Provided text Block Start
An average primary-care practice might have dozens of patients with cardiac events each year, but through using advanced biomarker testing and health coaching, “it is very rare for a heart attack to occur in my patient population, which is high risk,” he says. His patients routinely see a regression of arterial plaque buildup.

“Some people think that this approach is too expensive,” says Fillingane, “but I say it’s too expensive not to take this approach. I personally think if we beat cardiovascular disease in the United States it’s going to be through efforts like that of Health Diagnostic Laboratory.”

Jeffrey Gallagher, executive director of the Virginia Biotechnology Association, says Mallory is an inspiration to others in the industry. Biotech entrepreneurs in Virginia routinely talk about wanting to be “the next Tonya,” he says. “She’s been a terrific champion of research and commercialization of innovation and entrepreneurship. … She’s just been an inspiration to us all. … This is a very difficult way of life, to do the research that might not have any friction for years or to start companies or products that are going to have a 10- to 15-year path to get to the marketplace, and I can’t underscore strongly enough how … [HDL’s success] fuels them and keeps people going.”

Robert Skunda, CEO of Richmond’s biotech park and a former state secretary of commerce and trade, calls the company’s growth “astounding.” He has received “quizzical” questions about it from business leaders who wonder how long HDL can sustain such rapid growth. He thinks HDL’s growth will level off eventually, but that HDL is a “bona fide, homegrown success.”
McConnell, HDL’s co-founder, says Mallory “has a philosophy that’s sometimes scary to me: That is, leap and the net will appear. It’s going to be down there. You’ve got to take that leap and it will appear. Sometimes I worry, but there’s always been a net. We’ve always managed to build that net … and if we have to build the net while we’re falling, that’s good, too, because it happened. It’s really been an exciting time, and Tonya pushes the envelope all the way.”

Her early years
Tonya Mallory grew up in the rural Doswell area of Hanover County and graduated from Patrick Henry High School. Her father was a welder for Philip Morris; her mother worked as an accountant clerk for Bear Island Paper Co. At age 13, she doctored a job permit from her pediatrician to say that she was 18 years old so she could work in the restaurant kitchen at the Kings Quarters, a hotel connected to Kings Dominion theme park. By the time she was actually 18, she was managing the restaurant.

She attended Virginia Commonwealth University, paying her way through school by working full time at restaurants. On Sundays, she volunteered 6 a.m. to 6 p.m. for her local rescue squad. She received her undergraduate degree in biology and chemistry in 1988 and went on to earn a master’s degree in forensic science a year and a half later.

“I was going to graduate school from noon until 10 p.m. and working from 10 p.m. to 8 a.m. at what is now LabCorp but was then Hoffmann-La Roche Laboratories. I was sleeping about 8 hours a week,” she recalls, laughing. “Believe it or not, I graduated with a 3.9 average or something like that.”

Mallory had wanted to pursue a career in medicine but was concerned that the managed-care environment would make it difficult for her to pay back school loans. So she decided to become a DNA fingerprint examiner for the state forensics lab. (She’s a fan of best-selling mystery novelist Patricia Cornwell, who was working at the state medical examiner’s office when Mallory was taking classes at the forensic lab in graduate school: “She was working at the lab … I was a student; I was a nobody but [I would see her] in the halls.”)
Provided text Block End
Data provided Block Start
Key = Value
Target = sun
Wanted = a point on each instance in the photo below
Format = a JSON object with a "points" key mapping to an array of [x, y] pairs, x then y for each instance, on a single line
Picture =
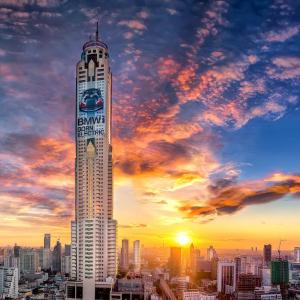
Data provided Block End
Retype the passage about Health Diagnostic Laboratory from "Her early years" to "a half later.", keeping every word and mark unchanged.

Her early years
Tonya Mallory grew up in the rural Doswell area of Hanover County and graduated from Patrick Henry High School. Her father was a welder for Philip Morris; her mother worked as an accountant clerk for Bear Island Paper Co. At age 13, she doctored a job permit from her pediatrician to say that she was 18 years old so she could work in the restaurant kitchen at the Kings Quarters, a hotel connected to Kings Dominion theme park. By the time she was actually 18, she was managing the restaurant.

She attended Virginia Commonwealth University, paying her way through school by working full time at restaurants. On Sundays, she volunteered 6 a.m. to 6 p.m. for her local rescue squad. She received her undergraduate degree in biology and chemistry in 1988 and went on to earn a master’s degree in forensic science a year and a half later.